GIVEN PROBLEM => Starting at the line that contains "the water surface", copy each line through the final one exactly as written.

MATERIAL FOR THIS TASK =>

○ ○ ○ ○ ○

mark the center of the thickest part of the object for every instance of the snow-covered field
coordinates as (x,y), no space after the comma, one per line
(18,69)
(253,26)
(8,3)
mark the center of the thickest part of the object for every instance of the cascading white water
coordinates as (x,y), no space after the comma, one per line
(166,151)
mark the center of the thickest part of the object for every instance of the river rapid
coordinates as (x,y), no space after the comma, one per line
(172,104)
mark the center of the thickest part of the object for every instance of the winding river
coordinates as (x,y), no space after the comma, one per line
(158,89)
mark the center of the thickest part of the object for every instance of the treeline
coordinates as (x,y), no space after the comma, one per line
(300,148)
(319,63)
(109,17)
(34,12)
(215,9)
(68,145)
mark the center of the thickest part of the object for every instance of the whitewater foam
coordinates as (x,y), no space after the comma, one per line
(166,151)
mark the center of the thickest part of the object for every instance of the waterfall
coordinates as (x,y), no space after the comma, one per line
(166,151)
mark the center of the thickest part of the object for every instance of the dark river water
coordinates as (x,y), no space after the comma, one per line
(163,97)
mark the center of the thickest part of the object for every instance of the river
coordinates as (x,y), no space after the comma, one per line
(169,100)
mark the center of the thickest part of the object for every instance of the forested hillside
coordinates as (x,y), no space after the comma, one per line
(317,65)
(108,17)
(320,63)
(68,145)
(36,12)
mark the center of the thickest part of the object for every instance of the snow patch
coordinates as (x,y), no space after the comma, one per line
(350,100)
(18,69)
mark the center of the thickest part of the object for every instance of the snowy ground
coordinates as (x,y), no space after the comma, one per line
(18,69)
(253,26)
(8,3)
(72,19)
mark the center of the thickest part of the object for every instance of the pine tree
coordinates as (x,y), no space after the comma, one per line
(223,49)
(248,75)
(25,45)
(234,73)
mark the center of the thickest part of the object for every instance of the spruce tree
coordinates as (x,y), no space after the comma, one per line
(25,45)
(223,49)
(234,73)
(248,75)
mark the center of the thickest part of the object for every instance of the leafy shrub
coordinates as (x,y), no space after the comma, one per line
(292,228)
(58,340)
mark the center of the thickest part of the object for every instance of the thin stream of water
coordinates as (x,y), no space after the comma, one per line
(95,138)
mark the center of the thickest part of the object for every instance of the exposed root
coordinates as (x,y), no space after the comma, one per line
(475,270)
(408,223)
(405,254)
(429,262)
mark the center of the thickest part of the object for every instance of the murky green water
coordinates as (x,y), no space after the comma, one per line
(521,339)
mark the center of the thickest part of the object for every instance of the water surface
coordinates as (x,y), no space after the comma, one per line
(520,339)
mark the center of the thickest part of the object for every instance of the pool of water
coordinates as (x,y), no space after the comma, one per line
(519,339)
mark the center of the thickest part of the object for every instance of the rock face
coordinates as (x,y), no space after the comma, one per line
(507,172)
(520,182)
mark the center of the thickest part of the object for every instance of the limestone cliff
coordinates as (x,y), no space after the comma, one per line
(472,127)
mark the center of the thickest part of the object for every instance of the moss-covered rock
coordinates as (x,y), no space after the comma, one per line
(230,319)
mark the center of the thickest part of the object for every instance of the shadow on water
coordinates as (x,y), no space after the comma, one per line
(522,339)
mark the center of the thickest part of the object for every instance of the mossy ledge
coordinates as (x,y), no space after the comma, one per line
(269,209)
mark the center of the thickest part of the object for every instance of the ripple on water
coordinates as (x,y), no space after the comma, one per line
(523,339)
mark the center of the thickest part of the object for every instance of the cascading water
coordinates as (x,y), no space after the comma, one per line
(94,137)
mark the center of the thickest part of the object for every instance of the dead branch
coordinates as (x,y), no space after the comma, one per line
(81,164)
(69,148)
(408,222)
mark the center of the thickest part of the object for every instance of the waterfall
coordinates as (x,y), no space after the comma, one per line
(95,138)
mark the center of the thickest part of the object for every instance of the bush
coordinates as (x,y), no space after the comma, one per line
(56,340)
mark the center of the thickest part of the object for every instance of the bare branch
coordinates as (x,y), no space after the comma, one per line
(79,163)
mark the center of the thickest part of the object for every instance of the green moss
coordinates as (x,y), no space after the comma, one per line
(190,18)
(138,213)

○ ○ ○ ○ ○

COMPLETED TASK =>
mark the center of the thickest part of the object for every instance of the water surface
coordinates as (x,y), no space after the comma, one per line
(520,339)
mark the center of the thickest part of the object for every instance of the pool of water
coordinates as (x,y), no space after the comma, one per line
(519,339)
mark the center of the thickest part of the object for every instance of the rock face
coordinates as (x,y), no space after the comma, one per line
(507,172)
(520,182)
mark the center of the thickest part of the object for every instance of the limestone cliff
coordinates as (x,y), no space after the comma, one per line
(472,127)
mark the center of the thickest part of the object for every instance of the moss-covered rock
coordinates as (x,y), no space after the comma, one per line
(230,319)
mark the center of the thickest part of the object for every instance of the shadow on water
coordinates as (x,y), no space after the comma, one per line
(522,339)
mark the center of the thickest part of the object for every instance of the mossy ledge
coordinates as (x,y), no space after the comma, one per line
(269,209)
mark the center of the thickest part of the object for every instance of the ripple on water
coordinates as (x,y), no space after the comma, one per line
(523,339)
mark the center of the thickest part of the object for every instance of the cascading water
coordinates as (x,y), no space after the comma, one per line
(94,137)
mark the center of the thickest part of the object for every instance of the dead branch
coordinates as (x,y), no space after the comma, one per line
(81,164)
(69,148)
(408,222)
mark the center of the thickest part of the object for every instance of the waterfall
coordinates as (x,y), no space after the comma, one per line
(95,138)
mark the center of the thickest part of the object for every instance of the bush
coordinates as (x,y), no space after the comma, one per line
(56,340)
mark the center of the thickest part of the object for every instance of the bare branch
coordinates as (x,y), no space after the comma, one per line
(79,163)
mark the center of the thickest part of the object for every instance of the green moss
coordinates as (x,y), no space after the comma, one per line
(190,18)
(138,213)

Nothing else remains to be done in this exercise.